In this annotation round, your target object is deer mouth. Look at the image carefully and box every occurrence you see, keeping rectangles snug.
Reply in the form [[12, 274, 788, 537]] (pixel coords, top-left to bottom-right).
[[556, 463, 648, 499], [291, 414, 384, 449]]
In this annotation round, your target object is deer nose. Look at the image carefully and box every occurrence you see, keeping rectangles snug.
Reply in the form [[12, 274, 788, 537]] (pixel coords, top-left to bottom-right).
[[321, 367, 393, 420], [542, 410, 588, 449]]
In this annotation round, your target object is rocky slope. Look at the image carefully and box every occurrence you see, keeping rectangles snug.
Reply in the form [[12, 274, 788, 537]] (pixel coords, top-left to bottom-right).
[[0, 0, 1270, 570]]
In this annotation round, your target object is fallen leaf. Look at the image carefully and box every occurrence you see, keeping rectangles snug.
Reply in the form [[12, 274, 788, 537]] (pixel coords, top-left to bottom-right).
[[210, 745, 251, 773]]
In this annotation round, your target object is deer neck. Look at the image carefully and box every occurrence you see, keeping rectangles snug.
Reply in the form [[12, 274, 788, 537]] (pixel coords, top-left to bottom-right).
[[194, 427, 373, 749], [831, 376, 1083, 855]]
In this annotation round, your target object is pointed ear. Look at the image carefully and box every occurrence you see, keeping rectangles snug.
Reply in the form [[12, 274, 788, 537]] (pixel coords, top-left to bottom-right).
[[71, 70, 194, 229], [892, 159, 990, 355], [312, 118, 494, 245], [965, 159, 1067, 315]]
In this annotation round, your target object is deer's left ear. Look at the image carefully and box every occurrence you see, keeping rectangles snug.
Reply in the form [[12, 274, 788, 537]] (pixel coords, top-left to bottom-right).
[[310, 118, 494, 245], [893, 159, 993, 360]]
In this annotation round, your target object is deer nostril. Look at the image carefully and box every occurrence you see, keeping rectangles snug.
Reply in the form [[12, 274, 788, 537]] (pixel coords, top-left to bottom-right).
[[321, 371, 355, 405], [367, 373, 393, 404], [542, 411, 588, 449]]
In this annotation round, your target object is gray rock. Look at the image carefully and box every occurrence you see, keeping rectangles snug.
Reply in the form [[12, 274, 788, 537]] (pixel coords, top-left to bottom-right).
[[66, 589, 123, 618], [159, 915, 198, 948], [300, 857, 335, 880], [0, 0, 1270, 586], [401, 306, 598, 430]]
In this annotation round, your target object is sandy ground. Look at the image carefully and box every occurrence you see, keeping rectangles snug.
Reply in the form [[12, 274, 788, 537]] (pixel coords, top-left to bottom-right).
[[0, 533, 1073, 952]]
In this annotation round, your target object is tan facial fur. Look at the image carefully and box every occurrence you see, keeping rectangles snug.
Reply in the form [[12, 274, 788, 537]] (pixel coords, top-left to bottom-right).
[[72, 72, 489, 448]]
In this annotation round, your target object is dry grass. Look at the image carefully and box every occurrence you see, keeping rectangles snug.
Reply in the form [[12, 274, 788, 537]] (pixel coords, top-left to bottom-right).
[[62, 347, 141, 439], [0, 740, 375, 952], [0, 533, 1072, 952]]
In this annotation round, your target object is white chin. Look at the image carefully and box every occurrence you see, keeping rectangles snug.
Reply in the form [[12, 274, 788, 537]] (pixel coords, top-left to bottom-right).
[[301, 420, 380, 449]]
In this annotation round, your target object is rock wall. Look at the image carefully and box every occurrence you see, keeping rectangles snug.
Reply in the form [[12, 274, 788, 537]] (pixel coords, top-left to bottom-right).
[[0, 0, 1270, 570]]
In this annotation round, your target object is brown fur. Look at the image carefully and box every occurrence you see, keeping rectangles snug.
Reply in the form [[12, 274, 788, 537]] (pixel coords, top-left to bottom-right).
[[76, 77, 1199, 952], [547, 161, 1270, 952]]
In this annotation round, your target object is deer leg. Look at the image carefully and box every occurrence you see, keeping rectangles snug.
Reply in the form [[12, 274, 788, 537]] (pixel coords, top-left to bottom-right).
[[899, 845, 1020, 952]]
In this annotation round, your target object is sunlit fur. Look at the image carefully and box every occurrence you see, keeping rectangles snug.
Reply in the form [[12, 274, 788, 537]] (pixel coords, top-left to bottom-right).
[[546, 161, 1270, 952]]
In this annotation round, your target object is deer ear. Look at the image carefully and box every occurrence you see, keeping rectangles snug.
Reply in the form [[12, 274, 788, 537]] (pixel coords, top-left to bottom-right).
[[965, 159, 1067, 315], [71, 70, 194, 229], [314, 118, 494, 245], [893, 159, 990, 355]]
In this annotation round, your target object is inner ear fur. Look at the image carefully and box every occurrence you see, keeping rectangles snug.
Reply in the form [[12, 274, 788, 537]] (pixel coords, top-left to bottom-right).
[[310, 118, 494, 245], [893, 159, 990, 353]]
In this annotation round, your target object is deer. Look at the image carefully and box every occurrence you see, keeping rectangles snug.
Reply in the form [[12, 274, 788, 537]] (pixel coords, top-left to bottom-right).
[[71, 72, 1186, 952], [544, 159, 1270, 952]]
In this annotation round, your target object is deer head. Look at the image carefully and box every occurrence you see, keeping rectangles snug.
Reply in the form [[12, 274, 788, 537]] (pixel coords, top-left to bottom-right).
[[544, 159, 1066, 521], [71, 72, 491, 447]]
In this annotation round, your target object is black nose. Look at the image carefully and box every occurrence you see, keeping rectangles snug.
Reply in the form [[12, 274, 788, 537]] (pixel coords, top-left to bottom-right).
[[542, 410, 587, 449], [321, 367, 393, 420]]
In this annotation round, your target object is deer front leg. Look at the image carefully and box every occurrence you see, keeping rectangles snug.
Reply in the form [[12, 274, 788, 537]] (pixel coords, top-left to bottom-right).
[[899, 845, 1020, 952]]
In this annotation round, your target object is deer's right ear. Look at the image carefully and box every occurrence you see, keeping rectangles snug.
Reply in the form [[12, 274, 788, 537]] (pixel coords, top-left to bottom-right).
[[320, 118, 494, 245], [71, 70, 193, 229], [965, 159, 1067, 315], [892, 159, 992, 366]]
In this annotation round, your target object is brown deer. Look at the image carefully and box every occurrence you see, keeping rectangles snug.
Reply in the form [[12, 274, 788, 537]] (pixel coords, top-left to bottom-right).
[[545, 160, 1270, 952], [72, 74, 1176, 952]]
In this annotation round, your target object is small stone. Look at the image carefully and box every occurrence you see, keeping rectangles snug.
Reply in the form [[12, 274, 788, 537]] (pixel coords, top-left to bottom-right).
▬▬▬▬▬▬
Filter the rows above down to the lines that contain the word "brown", and copy each of those lines unchanged.

(Answer for this exercise):
In this annotation round, your target object is brown fur. Look at the image carefully and box every occurrence you see, keeping rectangles snug.
In this annotation round, your target object is brown deer. Look at the image carefully and box every occurrence you see, keeping rectangles snug.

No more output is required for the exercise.